What to do >> Below are entries; copy exactly, and only, the lines from the one containing "Which pixel lies on the chair" through their final line, leaving out pictures.

Provided data >>
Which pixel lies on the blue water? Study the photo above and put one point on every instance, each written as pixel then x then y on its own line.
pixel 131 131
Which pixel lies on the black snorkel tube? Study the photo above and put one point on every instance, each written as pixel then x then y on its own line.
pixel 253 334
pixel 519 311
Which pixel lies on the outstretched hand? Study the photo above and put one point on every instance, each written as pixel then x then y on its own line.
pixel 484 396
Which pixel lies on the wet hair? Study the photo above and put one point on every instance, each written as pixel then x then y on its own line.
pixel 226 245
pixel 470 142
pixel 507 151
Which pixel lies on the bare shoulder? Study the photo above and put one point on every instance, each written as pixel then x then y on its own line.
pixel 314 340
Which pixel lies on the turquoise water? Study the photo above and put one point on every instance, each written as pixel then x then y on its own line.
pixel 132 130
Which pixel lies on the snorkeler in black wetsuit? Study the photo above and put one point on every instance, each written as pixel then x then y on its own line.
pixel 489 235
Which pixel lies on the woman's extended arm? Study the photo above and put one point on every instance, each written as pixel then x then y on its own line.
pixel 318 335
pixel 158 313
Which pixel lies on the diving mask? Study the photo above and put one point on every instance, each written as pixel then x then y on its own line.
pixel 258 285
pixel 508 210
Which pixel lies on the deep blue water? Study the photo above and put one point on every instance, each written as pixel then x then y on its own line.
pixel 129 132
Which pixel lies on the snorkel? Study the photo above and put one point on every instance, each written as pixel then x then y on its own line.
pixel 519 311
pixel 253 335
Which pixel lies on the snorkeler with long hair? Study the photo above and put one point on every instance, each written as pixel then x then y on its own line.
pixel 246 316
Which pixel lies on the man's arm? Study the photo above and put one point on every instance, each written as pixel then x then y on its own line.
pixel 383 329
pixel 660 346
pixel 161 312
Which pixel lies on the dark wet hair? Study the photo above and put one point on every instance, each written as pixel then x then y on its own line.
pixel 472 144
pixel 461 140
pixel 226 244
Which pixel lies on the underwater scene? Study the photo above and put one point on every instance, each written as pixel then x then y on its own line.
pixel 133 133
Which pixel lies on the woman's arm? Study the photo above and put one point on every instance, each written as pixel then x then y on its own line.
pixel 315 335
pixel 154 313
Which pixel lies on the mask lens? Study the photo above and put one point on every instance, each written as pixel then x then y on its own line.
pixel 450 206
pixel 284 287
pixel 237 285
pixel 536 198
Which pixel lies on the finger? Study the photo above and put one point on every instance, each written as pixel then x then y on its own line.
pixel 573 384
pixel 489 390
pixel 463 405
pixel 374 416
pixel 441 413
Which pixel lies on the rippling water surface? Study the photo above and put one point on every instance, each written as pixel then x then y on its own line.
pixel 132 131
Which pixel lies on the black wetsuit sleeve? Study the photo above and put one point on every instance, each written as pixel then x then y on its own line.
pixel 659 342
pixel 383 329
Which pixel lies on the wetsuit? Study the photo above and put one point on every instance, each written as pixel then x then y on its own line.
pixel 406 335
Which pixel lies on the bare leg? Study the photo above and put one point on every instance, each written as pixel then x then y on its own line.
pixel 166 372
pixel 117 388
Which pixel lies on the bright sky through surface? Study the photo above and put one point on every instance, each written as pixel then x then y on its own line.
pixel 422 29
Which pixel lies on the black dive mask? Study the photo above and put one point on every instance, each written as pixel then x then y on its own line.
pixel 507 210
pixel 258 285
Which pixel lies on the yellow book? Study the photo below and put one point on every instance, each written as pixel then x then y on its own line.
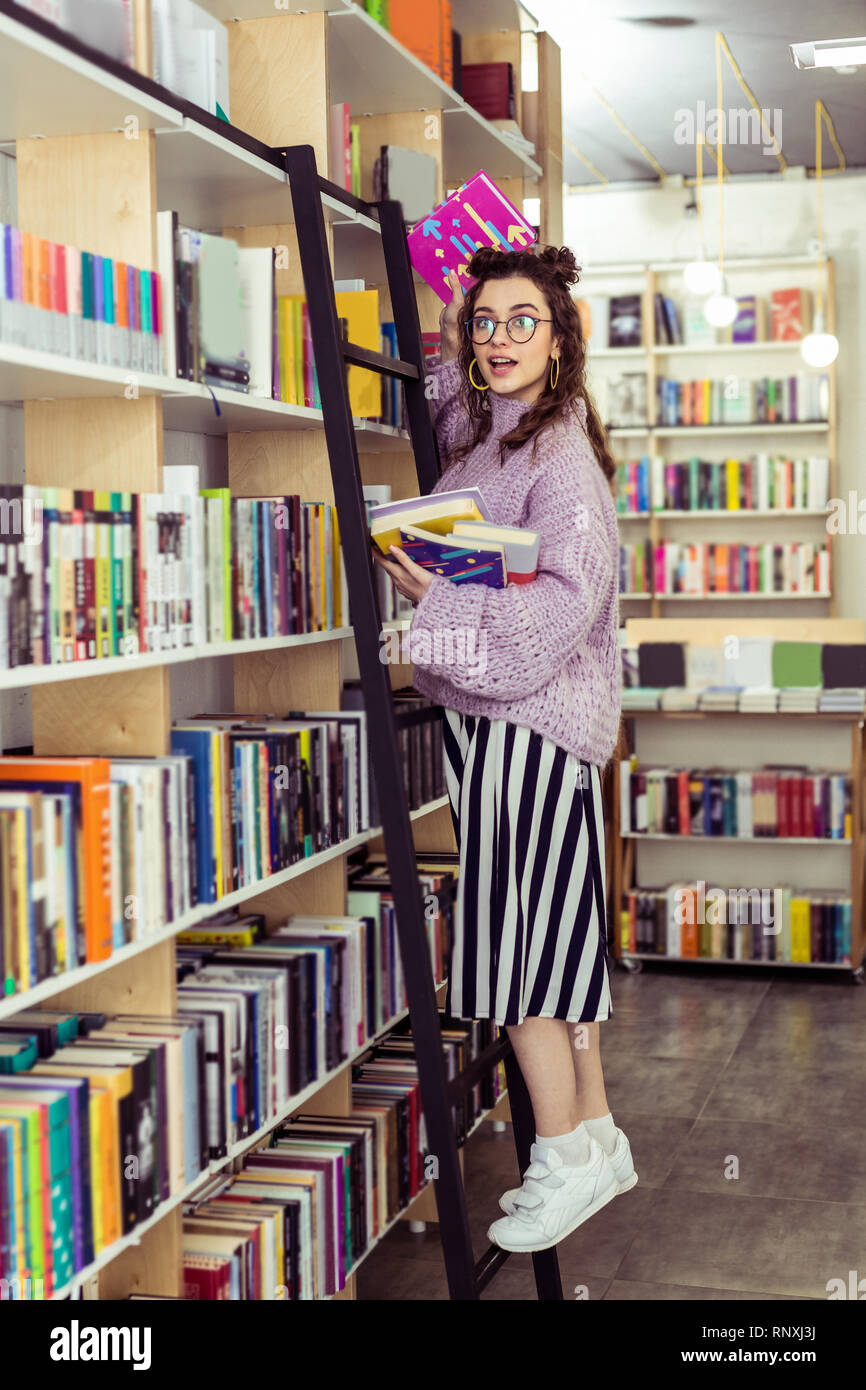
pixel 97 1198
pixel 217 809
pixel 323 587
pixel 437 516
pixel 362 309
pixel 287 364
pixel 801 943
pixel 733 484
pixel 338 570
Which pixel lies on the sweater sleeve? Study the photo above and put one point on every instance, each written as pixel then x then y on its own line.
pixel 505 644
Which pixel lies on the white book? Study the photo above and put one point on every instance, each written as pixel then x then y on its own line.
pixel 819 476
pixel 184 481
pixel 256 275
pixel 166 224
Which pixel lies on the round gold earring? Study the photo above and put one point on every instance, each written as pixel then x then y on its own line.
pixel 473 380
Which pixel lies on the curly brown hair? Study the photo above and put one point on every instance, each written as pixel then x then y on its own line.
pixel 552 270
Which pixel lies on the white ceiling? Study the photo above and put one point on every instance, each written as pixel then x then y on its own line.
pixel 648 74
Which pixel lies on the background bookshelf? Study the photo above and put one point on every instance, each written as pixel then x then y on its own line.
pixel 745 741
pixel 97 152
pixel 717 442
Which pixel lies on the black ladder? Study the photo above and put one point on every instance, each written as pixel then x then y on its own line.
pixel 466 1279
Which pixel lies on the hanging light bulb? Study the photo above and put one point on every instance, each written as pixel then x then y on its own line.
pixel 701 277
pixel 720 307
pixel 819 348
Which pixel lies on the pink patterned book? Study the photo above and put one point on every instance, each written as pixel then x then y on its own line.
pixel 476 216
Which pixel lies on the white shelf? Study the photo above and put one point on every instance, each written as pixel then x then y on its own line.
pixel 47 91
pixel 808 427
pixel 27 998
pixel 770 965
pixel 21 677
pixel 27 374
pixel 706 598
pixel 706 349
pixel 734 840
pixel 360 50
pixel 791 514
pixel 613 352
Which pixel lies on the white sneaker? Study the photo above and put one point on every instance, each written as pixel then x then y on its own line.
pixel 620 1161
pixel 555 1198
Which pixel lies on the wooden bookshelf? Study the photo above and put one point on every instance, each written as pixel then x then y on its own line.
pixel 841 742
pixel 654 360
pixel 97 156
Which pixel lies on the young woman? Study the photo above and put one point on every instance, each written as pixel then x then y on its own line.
pixel 528 679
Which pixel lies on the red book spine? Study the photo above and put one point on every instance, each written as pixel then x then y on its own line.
pixel 797 806
pixel 783 812
pixel 685 824
pixel 808 805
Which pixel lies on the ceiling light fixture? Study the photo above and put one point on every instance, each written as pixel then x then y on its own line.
pixel 701 277
pixel 829 53
pixel 720 307
pixel 819 348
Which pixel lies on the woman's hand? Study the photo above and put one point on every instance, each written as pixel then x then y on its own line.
pixel 449 331
pixel 406 576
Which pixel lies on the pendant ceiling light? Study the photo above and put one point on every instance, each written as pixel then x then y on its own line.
pixel 701 275
pixel 819 348
pixel 720 307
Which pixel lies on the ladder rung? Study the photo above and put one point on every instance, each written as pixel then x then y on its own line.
pixel 477 1069
pixel 489 1264
pixel 378 362
pixel 342 195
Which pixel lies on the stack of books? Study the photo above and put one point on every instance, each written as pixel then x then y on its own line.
pixel 804 396
pixel 759 699
pixel 798 699
pixel 59 299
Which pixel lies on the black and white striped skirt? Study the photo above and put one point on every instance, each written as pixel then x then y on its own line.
pixel 530 930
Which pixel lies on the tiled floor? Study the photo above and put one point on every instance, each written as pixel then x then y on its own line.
pixel 705 1072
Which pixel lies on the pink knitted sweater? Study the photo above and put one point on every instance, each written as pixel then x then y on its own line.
pixel 545 653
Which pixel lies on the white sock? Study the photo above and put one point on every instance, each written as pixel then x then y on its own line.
pixel 603 1130
pixel 573 1148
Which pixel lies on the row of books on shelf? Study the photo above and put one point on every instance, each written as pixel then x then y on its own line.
pixel 744 660
pixel 713 567
pixel 617 320
pixel 88 574
pixel 61 299
pixel 96 852
pixel 762 483
pixel 698 922
pixel 106 1118
pixel 189 43
pixel 776 802
pixel 747 699
pixel 327 1187
pixel 733 401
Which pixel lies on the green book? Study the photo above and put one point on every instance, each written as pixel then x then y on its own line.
pixel 797 663
pixel 377 10
pixel 225 498
pixel 18 1052
pixel 355 149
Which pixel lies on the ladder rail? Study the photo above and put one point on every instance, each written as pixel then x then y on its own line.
pixel 388 770
pixel 466 1278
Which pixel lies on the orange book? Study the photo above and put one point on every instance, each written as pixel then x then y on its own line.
pixel 691 927
pixel 92 774
pixel 446 67
pixel 417 25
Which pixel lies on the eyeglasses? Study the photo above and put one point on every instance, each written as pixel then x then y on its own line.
pixel 519 327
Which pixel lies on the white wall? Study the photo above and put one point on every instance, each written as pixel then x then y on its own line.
pixel 762 217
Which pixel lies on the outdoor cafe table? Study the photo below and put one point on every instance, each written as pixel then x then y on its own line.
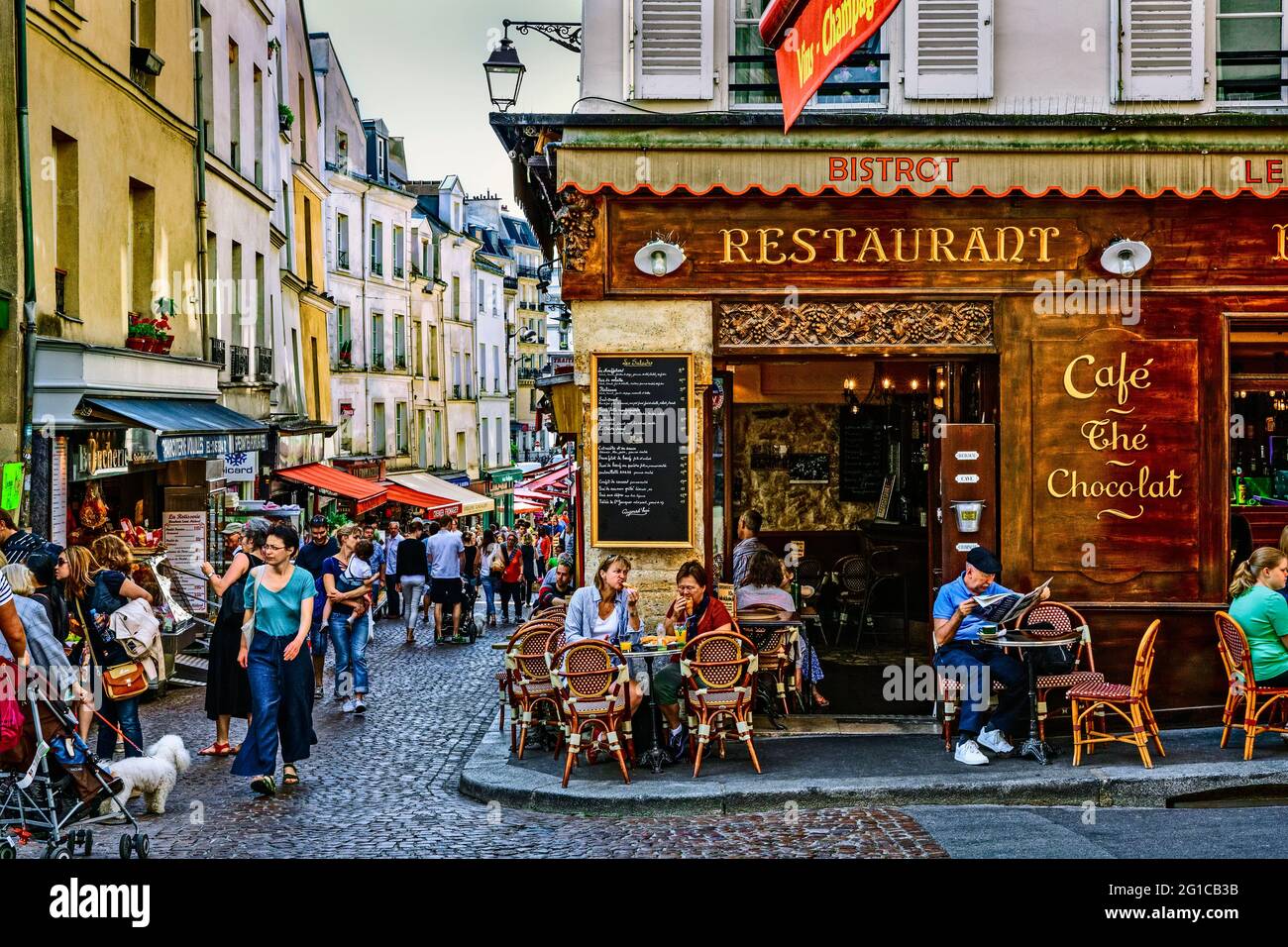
pixel 653 757
pixel 1033 748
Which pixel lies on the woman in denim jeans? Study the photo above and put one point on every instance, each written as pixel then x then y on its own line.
pixel 349 641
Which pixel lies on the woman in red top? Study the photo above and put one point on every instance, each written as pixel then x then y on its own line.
pixel 511 579
pixel 698 612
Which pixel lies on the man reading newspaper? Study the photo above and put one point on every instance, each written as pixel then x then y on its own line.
pixel 962 656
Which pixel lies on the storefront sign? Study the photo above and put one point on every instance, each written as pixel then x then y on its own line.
pixel 241 468
pixel 210 445
pixel 1116 472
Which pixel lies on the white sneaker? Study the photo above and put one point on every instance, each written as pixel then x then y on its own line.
pixel 995 741
pixel 967 753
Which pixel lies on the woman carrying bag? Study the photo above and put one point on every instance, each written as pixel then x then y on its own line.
pixel 277 621
pixel 93 592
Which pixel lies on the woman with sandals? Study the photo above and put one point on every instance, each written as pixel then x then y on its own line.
pixel 277 661
pixel 227 684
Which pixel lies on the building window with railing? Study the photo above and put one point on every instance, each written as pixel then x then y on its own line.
pixel 861 81
pixel 1250 52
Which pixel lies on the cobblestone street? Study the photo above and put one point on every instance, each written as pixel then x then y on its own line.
pixel 386 785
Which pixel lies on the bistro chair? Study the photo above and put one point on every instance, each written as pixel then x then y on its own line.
pixel 719 673
pixel 1236 657
pixel 529 682
pixel 1065 622
pixel 592 678
pixel 1131 702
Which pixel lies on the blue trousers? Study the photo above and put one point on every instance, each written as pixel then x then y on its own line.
pixel 281 699
pixel 351 652
pixel 125 715
pixel 967 661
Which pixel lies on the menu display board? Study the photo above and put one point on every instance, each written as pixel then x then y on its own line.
pixel 863 454
pixel 642 464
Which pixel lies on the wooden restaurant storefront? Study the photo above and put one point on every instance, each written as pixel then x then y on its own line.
pixel 1055 320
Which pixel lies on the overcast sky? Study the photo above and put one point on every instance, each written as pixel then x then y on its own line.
pixel 419 65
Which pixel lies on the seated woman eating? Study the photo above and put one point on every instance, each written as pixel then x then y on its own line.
pixel 761 591
pixel 698 613
pixel 1262 613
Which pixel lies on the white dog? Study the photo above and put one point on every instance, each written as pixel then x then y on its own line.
pixel 151 776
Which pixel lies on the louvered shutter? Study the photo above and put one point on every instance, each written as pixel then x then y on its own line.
pixel 673 50
pixel 948 50
pixel 1160 46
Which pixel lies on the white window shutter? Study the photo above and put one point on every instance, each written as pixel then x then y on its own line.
pixel 1160 43
pixel 673 50
pixel 948 50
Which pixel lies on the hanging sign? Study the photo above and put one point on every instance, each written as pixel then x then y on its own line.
pixel 820 38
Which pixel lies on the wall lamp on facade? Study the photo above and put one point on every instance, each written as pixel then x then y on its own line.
pixel 1126 258
pixel 660 258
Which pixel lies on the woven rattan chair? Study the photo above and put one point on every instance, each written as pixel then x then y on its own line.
pixel 719 671
pixel 592 680
pixel 1065 621
pixel 529 681
pixel 1236 657
pixel 1131 702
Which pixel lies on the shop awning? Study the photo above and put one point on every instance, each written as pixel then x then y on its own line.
pixel 471 501
pixel 184 428
pixel 366 495
pixel 433 505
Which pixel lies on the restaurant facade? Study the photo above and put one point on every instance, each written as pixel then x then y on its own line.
pixel 1051 337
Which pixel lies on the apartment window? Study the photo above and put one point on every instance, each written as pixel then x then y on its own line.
pixel 377 249
pixel 342 241
pixel 861 80
pixel 233 108
pixel 142 245
pixel 377 342
pixel 65 224
pixel 1250 51
pixel 377 428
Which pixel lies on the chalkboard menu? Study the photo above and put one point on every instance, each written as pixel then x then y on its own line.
pixel 863 454
pixel 642 467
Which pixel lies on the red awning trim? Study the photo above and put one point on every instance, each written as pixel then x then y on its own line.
pixel 366 495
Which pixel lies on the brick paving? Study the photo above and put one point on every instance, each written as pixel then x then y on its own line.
pixel 386 785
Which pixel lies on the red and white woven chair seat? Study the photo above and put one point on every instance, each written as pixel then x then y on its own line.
pixel 1050 682
pixel 1102 692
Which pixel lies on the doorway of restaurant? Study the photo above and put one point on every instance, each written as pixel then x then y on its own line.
pixel 845 459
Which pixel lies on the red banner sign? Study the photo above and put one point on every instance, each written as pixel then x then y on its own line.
pixel 822 37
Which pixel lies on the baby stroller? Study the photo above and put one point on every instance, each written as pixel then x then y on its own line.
pixel 469 626
pixel 52 784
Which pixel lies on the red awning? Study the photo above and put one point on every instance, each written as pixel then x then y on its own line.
pixel 366 495
pixel 433 505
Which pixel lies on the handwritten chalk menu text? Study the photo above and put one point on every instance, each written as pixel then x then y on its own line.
pixel 642 464
pixel 1116 437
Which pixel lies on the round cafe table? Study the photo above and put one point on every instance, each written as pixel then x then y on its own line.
pixel 655 755
pixel 1033 748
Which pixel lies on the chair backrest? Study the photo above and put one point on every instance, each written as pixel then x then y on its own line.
pixel 1067 621
pixel 1144 665
pixel 720 661
pixel 1232 642
pixel 589 668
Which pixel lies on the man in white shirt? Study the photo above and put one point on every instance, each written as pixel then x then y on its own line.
pixel 447 556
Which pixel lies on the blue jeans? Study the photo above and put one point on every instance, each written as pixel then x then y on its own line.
pixel 351 652
pixel 125 715
pixel 281 699
pixel 967 663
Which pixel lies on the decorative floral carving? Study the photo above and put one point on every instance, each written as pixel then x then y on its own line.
pixel 754 325
pixel 576 228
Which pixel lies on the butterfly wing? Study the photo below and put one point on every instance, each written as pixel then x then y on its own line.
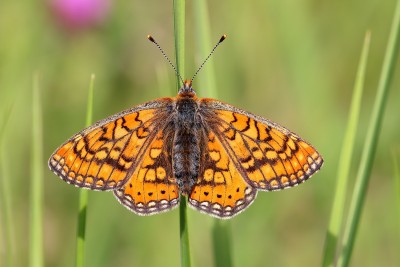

Exercise response >>
Which pixel lies on the chair backrest? Study the photo above and put one point on every instance, each written as pixel then x then y on its own line.
pixel 1067 621
pixel 1144 665
pixel 720 661
pixel 1232 642
pixel 589 668
Which pixel lies on the man in white shirt? Study the photo above and put one point on every instance, each written as pixel then x then y on its own line.
pixel 447 556
Which pixel lies on the blue jeans? Study the photo above and put one point on every instance, each written as pixel then x then y on its own line.
pixel 351 652
pixel 125 715
pixel 281 699
pixel 967 663
Which pixel lies on the decorative floral carving? Study the photo above and put one point on every instance, each written as pixel then x then y on its own line.
pixel 754 325
pixel 576 228
Which pixel lies on the butterfly wing? Study the photo below and put one point on every instance, each written as pixel then x then y on its own line.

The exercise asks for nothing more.